*Work to be completed*. Copy the data below exactly.

*Data for the task*.
⟨

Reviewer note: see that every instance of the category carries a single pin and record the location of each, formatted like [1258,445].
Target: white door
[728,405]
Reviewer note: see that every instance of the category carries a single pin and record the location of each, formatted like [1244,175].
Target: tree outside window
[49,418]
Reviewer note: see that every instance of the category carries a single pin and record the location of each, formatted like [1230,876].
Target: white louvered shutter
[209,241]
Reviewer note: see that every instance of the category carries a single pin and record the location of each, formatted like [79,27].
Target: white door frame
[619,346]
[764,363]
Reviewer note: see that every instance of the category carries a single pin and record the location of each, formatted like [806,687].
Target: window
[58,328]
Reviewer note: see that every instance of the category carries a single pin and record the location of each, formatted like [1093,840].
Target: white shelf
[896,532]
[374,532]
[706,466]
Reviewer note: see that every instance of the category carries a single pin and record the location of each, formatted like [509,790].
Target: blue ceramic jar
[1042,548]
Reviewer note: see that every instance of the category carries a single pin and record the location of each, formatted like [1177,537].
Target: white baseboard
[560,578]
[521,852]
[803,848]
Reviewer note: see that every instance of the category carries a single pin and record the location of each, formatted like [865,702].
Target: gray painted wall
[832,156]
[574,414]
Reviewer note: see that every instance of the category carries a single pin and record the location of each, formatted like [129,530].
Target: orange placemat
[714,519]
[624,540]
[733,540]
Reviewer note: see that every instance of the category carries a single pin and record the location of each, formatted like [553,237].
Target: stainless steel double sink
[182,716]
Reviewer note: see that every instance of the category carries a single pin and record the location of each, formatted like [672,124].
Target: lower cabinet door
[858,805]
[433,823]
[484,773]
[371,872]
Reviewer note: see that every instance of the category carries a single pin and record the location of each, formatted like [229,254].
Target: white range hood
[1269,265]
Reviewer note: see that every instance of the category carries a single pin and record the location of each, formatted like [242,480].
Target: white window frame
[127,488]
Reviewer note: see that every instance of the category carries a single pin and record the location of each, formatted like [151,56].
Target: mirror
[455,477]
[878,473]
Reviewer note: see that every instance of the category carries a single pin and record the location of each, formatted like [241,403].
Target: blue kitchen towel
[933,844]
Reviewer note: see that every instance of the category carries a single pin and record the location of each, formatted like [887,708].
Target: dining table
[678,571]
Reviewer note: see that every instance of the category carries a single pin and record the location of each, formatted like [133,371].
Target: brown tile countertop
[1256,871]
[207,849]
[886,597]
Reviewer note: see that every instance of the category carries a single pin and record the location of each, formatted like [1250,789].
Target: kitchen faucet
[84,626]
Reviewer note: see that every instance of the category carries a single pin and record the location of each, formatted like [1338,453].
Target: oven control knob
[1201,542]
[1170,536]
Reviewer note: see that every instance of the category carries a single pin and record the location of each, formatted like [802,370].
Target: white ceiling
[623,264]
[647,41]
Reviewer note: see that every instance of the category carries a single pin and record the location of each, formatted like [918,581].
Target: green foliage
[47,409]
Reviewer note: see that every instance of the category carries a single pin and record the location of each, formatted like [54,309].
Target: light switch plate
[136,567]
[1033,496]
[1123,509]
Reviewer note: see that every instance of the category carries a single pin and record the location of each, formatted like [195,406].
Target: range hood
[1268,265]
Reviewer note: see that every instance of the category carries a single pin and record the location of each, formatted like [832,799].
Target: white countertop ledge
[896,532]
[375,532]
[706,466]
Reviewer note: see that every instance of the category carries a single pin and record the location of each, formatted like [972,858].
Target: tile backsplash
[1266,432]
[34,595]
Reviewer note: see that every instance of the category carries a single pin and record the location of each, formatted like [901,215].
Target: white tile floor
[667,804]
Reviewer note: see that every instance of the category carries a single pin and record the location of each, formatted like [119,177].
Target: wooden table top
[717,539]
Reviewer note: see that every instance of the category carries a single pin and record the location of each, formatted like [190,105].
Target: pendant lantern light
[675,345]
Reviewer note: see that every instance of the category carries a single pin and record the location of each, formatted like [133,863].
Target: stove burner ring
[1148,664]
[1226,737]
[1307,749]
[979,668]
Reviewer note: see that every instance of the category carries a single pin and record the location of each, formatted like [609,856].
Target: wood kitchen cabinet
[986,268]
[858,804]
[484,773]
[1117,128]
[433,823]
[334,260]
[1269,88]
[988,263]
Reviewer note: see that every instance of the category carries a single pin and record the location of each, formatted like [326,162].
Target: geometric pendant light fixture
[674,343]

⟩

*Answer to the exercise*.
Reviewer note: see that every instance of the category carries a single pin and record the location of each, formatted like [1258,445].
Target: white door
[728,405]
Reviewer note: see that every instance of the category carries a single pin and record the location of each, formatted like [1244,175].
Target: tree outside window
[49,418]
Reviewer note: see that every instance of the category carries a single pin and record the location of each, formatted like [1230,876].
Target: white louvered shutter
[209,241]
Reviewer note: see that every instance of the category carries a single pin and record the location of each, formatted like [79,27].
Target: white door frame
[619,346]
[764,363]
Reviewer note: see that every instance of the category carries a single pin and record the location of each, formatted like [806,687].
Target: window
[58,328]
Reviewer note: see that every instance of the category carries a single pin and record the location of each, formatted like [1093,840].
Target: white shelf
[896,532]
[374,532]
[706,466]
Reviewer note: see that every instance of the category carries a single pin and record the location of each, formatted like [509,790].
Target: blue ceramic jar
[1042,548]
Reviewer note: see that every instance of the category carries a single pin and record the location of each, formatted like [1177,537].
Target: white baseboard
[560,578]
[521,852]
[803,848]
Reviewer note: see that every instance of the category carries a single pin and record the location of each, formatted like [865,702].
Target: gray painted wall
[832,156]
[574,414]
Reviewer note: see that every instance of the category carries a single pin and record the location of each, formatted like [129,530].
Target: orange placemat
[714,519]
[624,540]
[733,540]
Reviewer note: see that every instance of the category carries a single pin and record the location of each, formatted like [553,237].
Target: stainless steel double sink
[182,716]
Reviewer note: see that every instance of the category carries a single pin and record the location of each, formatted like [672,124].
Target: lower cabinet door
[858,805]
[433,823]
[484,773]
[371,872]
Reviewer note: see that every instance of the category carries a single pin and record the location of each, formatted like [229,254].
Target: white range hood
[1269,265]
Reviewer note: see that every instance of the category carries a single pin and record the location of each, formatted like [242,480].
Target: white window frame
[127,488]
Reviewer note: see that every instance of the category carries a single pin and record the location of each, formatted like [151,56].
Target: mirror
[455,477]
[878,473]
Reviewer note: see that every instance of the category carries a single pin and record the location of each, formatted like [241,403].
Target: blue kitchen towel
[933,844]
Reviewer note: see that every instance of the category carries a single pin and record the location of each, formatted like [887,708].
Target: dining table
[678,571]
Reviewer note: see that every instance of the category carries a single pin and record the location of each, formatted like [133,371].
Target: brown tile countertop
[1256,871]
[207,849]
[886,597]
Reviewer note: see that every instance of the category carries a single pin and record the location of each, formatted like [1250,789].
Target: kitchen faucet
[84,626]
Reviewer note: see that every instance of the category carries a single pin and record the location of each, formatted like [1338,453].
Target: oven control knob
[1201,542]
[1170,536]
Reviewer note: see that every instance of the category carries a single pin and record the location of each, formatted like [802,370].
Target: white ceiling
[623,264]
[647,41]
Reviewer note: see that every instance of the category carries a single pin and record the location of each, formatted like [918,581].
Target: green foliage
[47,409]
Reviewer note: see that every instance of the category carries a single pin and record the location of each, formatted like [54,309].
Target: light switch plate
[136,567]
[1033,496]
[1123,509]
Reviewer note: see that every instance of the category carries a single pin and record the location of each, formatted like [195,406].
Target: range hood
[1268,265]
Reviewer note: see that every instance of the category carries a single pin and record the location of each, formatted like [832,799].
Target: white countertop ledge
[896,532]
[375,532]
[706,466]
Reviewer note: see that every instance of the category carries a single pin and record the location of each, formatted like [972,858].
Target: tile backsplash
[1266,432]
[34,595]
Reviewer note: see that every instance of the category carries a single pin and record the location of each, formatted like [901,215].
Target: white tile floor
[667,804]
Reviewer note: see that every instance of the category carries a single pin and record the location of each, formatted like [119,177].
Target: wooden table top
[717,539]
Reviewer note: see that every instance of the category carries a single pin and record the location of each, formatted like [190,105].
Target: pendant lantern light
[675,345]
Reviewer note: see that every instance of the category carries a single pin and record the location of each, formatted like [133,863].
Target: stove burner ring
[1148,664]
[1226,737]
[1307,749]
[979,668]
Reviewer note: see that every instance of the category carries a single pin and record the location of each, formatted like [609,856].
Target: wood kitchen cabinet
[986,268]
[858,804]
[484,773]
[1117,128]
[433,823]
[334,260]
[1269,88]
[988,263]
Reviewer note: see that every instance of the category carries a single pin and record the location of each, formatted like [326,162].
Target: geometric pendant light fixture
[674,343]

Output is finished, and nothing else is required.